- Task brief -
Output the line containing "point: navy blue" and all subsequent lines of the listing below, copied exactly, with no other lines.

Point labeling examples
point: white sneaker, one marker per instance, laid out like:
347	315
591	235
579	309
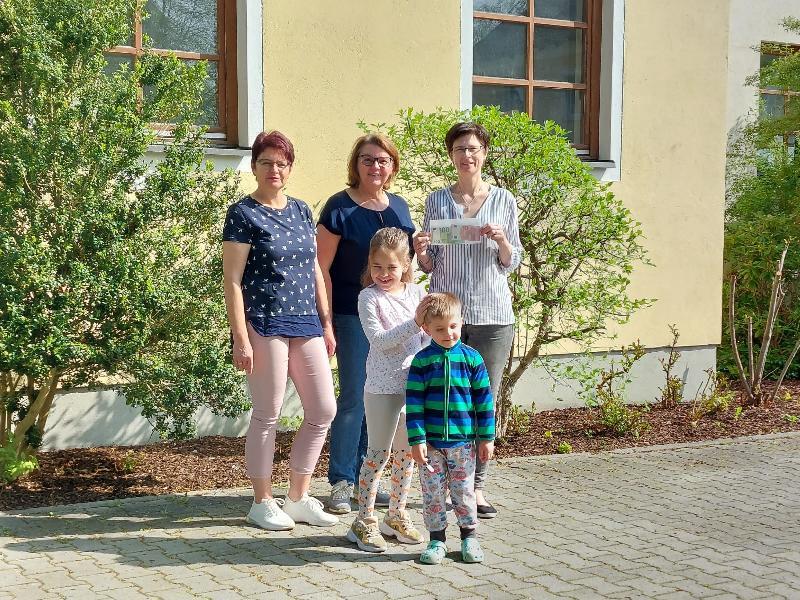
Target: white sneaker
309	510
268	515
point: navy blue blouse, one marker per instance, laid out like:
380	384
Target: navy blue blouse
356	225
278	284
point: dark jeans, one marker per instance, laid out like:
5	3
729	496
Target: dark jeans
494	344
349	428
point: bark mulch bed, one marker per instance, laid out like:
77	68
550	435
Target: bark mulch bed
90	474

- Solved exercise -
point: navy blue blouse, one marker per instance, laid out like:
380	384
Target: navy blue blouse
356	225
278	284
point: dark jeans, one marker per instance, laid out like:
5	3
729	496
Target: dark jeans
494	344
349	428
point: bark mulch bed, one marker per instance, laid out like:
77	68
550	435
Target: bark mulch bed
90	474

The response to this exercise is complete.